(Exercise data)
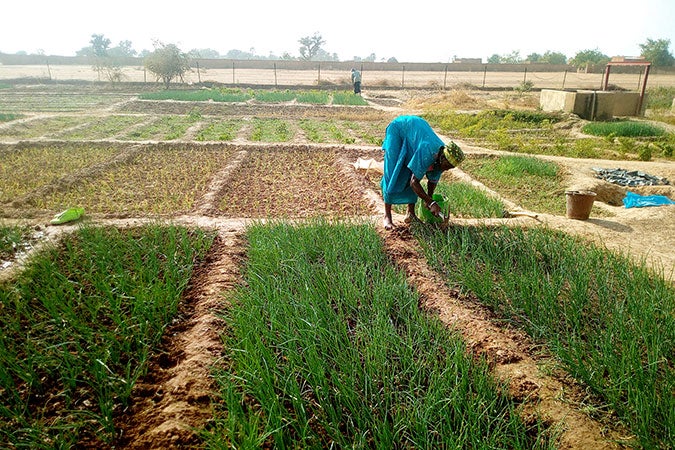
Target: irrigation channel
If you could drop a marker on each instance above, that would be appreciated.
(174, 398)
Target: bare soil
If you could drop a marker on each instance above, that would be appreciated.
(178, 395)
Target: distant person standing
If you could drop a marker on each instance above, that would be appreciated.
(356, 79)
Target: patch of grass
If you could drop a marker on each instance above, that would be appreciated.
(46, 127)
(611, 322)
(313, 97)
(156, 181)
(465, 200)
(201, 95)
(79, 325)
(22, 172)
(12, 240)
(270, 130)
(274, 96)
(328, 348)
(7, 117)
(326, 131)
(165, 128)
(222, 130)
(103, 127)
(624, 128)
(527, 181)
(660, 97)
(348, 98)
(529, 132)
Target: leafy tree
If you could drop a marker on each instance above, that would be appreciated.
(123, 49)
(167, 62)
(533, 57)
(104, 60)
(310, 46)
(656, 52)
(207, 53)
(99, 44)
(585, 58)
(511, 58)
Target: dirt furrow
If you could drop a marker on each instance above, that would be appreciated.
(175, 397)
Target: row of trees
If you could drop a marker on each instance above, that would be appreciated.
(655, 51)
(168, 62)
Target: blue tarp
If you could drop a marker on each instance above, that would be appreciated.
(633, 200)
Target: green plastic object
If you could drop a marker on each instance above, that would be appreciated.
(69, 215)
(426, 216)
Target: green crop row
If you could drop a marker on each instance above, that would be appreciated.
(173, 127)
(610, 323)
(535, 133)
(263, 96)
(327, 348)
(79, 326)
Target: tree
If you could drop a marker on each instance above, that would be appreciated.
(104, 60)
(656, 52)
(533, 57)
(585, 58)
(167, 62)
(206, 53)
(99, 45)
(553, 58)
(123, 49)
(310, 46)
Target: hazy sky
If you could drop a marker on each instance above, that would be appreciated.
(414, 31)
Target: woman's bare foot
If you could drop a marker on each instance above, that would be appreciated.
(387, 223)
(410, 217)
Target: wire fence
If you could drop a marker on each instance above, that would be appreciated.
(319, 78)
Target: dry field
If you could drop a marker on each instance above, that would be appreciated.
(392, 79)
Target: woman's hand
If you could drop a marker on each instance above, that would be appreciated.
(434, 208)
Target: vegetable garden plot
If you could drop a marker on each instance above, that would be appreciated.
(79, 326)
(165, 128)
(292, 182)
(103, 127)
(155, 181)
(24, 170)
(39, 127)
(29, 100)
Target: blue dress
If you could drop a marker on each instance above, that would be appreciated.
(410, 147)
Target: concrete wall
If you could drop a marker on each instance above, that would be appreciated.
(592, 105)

(To be done) Set out the listing as a Markdown table with the columns Row and Content, starting with the line that contains "Target: vegetable garden plot" and going on through the end of the listing. Give each line its own numbered row, and leave out blank lines.

(Result below)
| Row | Content |
|---|---|
| 1 | Target: vegetable garden plot |
| 2 | If you could drop a marker on each instance above, that would be appreciated. |
| 3 | (79, 326) |
| 4 | (165, 128) |
| 5 | (292, 182) |
| 6 | (103, 127) |
| 7 | (155, 181) |
| 8 | (24, 170) |
| 9 | (39, 127) |
| 10 | (29, 100) |
| 11 | Target: blue dress |
| 12 | If you could drop a marker on each instance above, that would be appreciated. |
| 13 | (410, 147) |
| 14 | Target: concrete wall |
| 15 | If you could drop a marker on each instance above, that would be appreciated. |
| 16 | (592, 105) |